**TO BE DONE:** Print the entire listing below line by line, without changing a single character.

**Records of labeled points:**
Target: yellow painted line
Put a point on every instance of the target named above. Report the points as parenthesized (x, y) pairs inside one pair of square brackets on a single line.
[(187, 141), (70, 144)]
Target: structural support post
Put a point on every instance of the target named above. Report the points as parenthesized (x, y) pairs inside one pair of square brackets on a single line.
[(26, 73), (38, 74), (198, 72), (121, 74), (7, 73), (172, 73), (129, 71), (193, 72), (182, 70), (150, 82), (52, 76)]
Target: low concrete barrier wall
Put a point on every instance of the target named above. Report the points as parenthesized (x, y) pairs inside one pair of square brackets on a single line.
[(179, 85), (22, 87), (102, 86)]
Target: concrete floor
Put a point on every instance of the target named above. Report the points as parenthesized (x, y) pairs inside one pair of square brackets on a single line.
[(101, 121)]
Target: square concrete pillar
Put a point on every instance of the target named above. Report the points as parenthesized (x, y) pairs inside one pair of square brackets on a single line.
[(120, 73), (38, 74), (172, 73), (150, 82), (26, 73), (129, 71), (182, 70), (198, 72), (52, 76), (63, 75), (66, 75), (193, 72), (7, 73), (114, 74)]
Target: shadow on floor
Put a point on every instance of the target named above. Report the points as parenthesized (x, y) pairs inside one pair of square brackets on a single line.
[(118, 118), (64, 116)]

**FINAL RESULT:**
Target: yellow painted line
Put a point on every instance of the target named above. Report the points as parenthesized (x, y) pairs inside one pair of square brackets on a single line.
[(187, 141), (70, 144)]
Target: structural support post
Put a point on every instance of the target named above. Report the points as parenthesized (x, y) pairs inside one pair of square brackets on a single line.
[(26, 73), (38, 74), (198, 72), (121, 74), (7, 73), (172, 73), (129, 71), (193, 72), (182, 70), (150, 82), (52, 76)]
Target: low concrete barrier wall
Put a point on every instance of the target named above. Report the points as parenthesized (x, y) pairs inside one pair of square brackets on a single line.
[(179, 85), (22, 87), (102, 86)]
Target: concrete floor
Put a point on every instance of the target named above. Report the points as parenthesized (x, y) pairs inside one pair of square brackets on a single line.
[(101, 121)]
Target: square concrete pillar
Put a point on every instance of the target named above. Report the points as parenthesized (x, y) pairs inside one pair of square brackets on a single line.
[(120, 73), (38, 74), (172, 73), (150, 82), (26, 73), (129, 71), (182, 70), (198, 72), (52, 76), (63, 75), (66, 75), (193, 72), (7, 73), (114, 74)]
Target: shadow on floor
Put a point on every instance of the target named above. Report the points as parenthesized (x, y) pairs inside one pair of square brackets on a single line.
[(118, 118), (64, 116)]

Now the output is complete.